### TASK PROMPT
Report how many lines in the entries below contain the word "dark", and give only that number. Case counts.

### DATASET
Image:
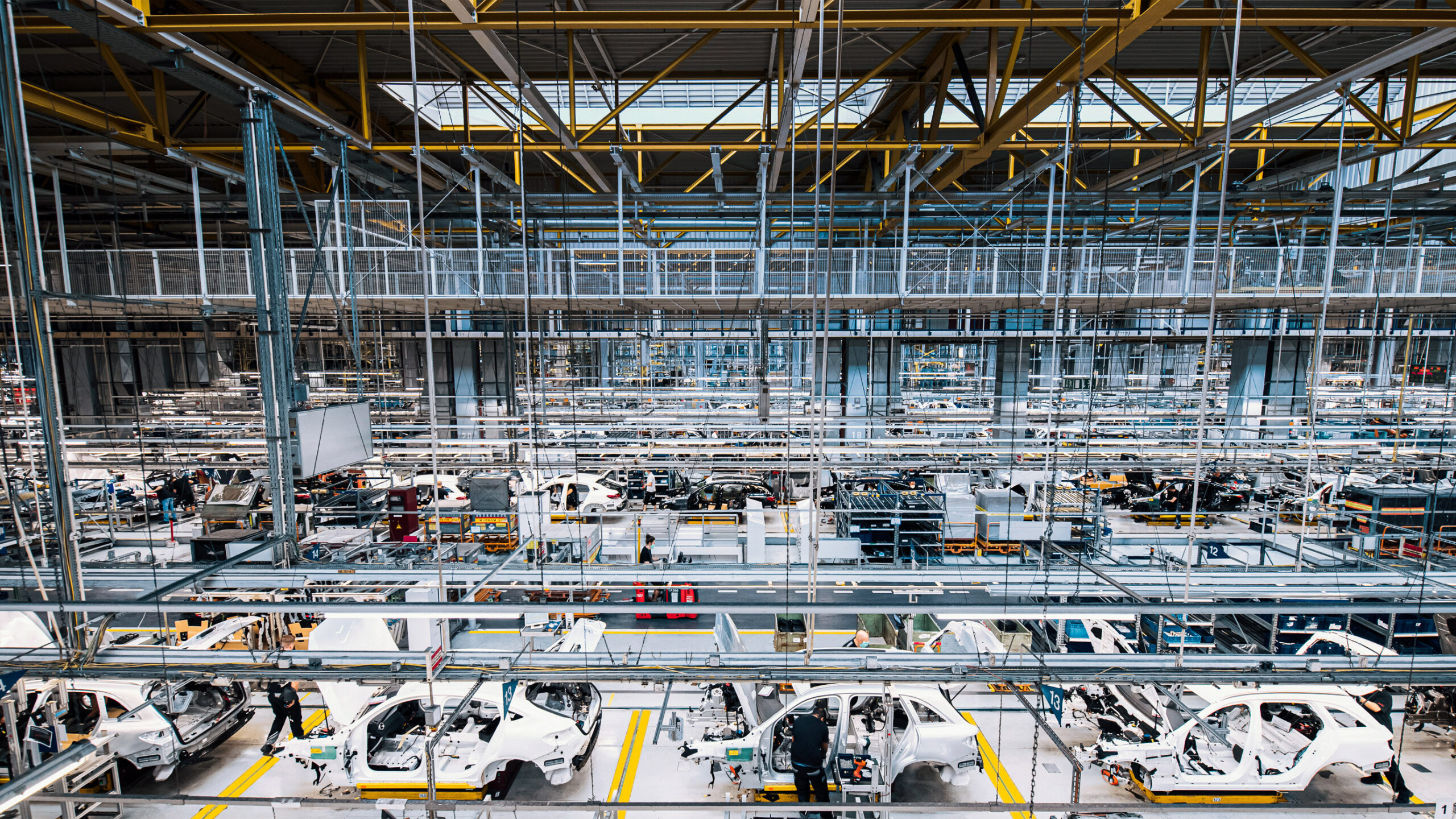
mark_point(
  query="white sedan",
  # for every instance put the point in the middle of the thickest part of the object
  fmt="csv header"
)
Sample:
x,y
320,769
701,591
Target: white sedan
x,y
594,493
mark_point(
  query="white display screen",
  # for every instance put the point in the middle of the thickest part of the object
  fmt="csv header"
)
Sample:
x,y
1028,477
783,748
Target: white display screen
x,y
331,437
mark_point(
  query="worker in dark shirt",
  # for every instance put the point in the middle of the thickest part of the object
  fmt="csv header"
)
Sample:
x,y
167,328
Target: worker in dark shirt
x,y
167,496
183,490
807,754
283,698
1379,706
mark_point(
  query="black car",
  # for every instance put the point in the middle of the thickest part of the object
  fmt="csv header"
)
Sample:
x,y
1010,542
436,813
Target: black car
x,y
727,491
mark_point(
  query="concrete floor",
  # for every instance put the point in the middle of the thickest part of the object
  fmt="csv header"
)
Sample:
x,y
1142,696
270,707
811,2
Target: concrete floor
x,y
1036,771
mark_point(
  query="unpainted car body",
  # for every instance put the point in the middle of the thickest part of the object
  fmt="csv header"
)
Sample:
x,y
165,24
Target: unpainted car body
x,y
922,723
1265,739
925,726
154,726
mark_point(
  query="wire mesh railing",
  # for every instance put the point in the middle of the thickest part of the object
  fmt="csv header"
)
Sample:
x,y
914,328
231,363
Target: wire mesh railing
x,y
734,273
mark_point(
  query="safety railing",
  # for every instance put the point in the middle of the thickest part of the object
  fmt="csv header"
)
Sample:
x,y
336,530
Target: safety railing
x,y
848,273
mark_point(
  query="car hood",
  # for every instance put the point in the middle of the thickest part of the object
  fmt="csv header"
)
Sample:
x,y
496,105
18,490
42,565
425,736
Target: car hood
x,y
347,700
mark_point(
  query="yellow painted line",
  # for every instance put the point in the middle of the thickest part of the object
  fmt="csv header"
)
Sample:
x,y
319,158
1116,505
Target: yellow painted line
x,y
1001,777
255,771
625,774
239,786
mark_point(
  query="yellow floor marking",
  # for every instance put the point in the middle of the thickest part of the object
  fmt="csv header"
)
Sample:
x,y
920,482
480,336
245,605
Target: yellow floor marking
x,y
631,754
255,771
641,631
1005,787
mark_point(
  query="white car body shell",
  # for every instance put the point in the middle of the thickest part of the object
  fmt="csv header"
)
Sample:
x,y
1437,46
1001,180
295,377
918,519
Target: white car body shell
x,y
941,738
198,714
471,752
934,734
1265,751
597,499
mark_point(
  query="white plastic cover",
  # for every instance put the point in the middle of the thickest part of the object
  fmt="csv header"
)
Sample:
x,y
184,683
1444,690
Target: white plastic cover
x,y
22,630
584,636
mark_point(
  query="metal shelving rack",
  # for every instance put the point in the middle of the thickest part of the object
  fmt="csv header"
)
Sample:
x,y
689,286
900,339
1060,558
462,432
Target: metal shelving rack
x,y
892,525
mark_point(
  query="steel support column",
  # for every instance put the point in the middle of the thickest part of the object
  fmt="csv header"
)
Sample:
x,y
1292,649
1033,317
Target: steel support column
x,y
271,292
32,267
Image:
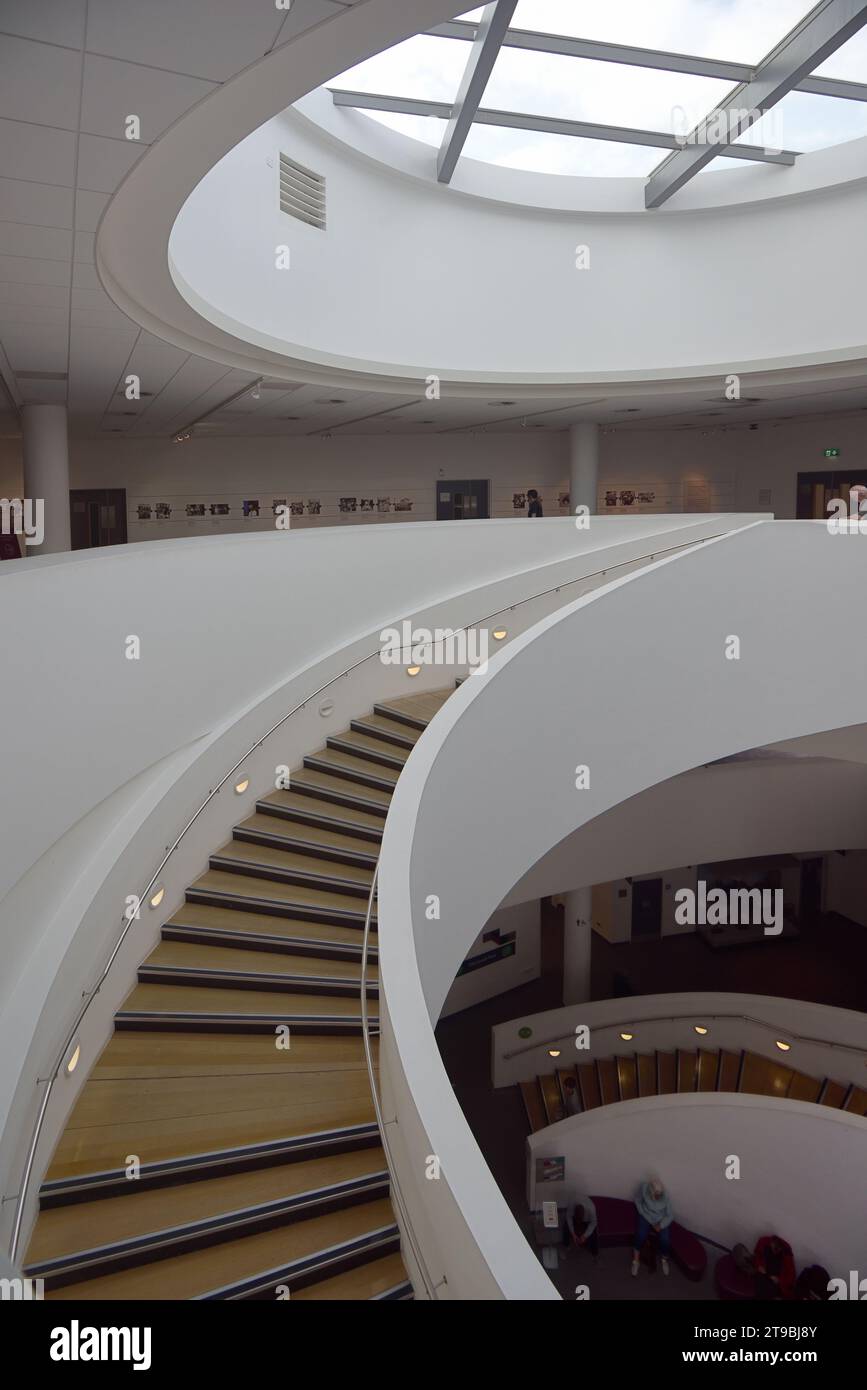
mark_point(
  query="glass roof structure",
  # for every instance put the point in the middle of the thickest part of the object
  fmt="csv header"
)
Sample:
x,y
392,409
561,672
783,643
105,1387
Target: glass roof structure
x,y
620,88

### TASK OUTPUT
2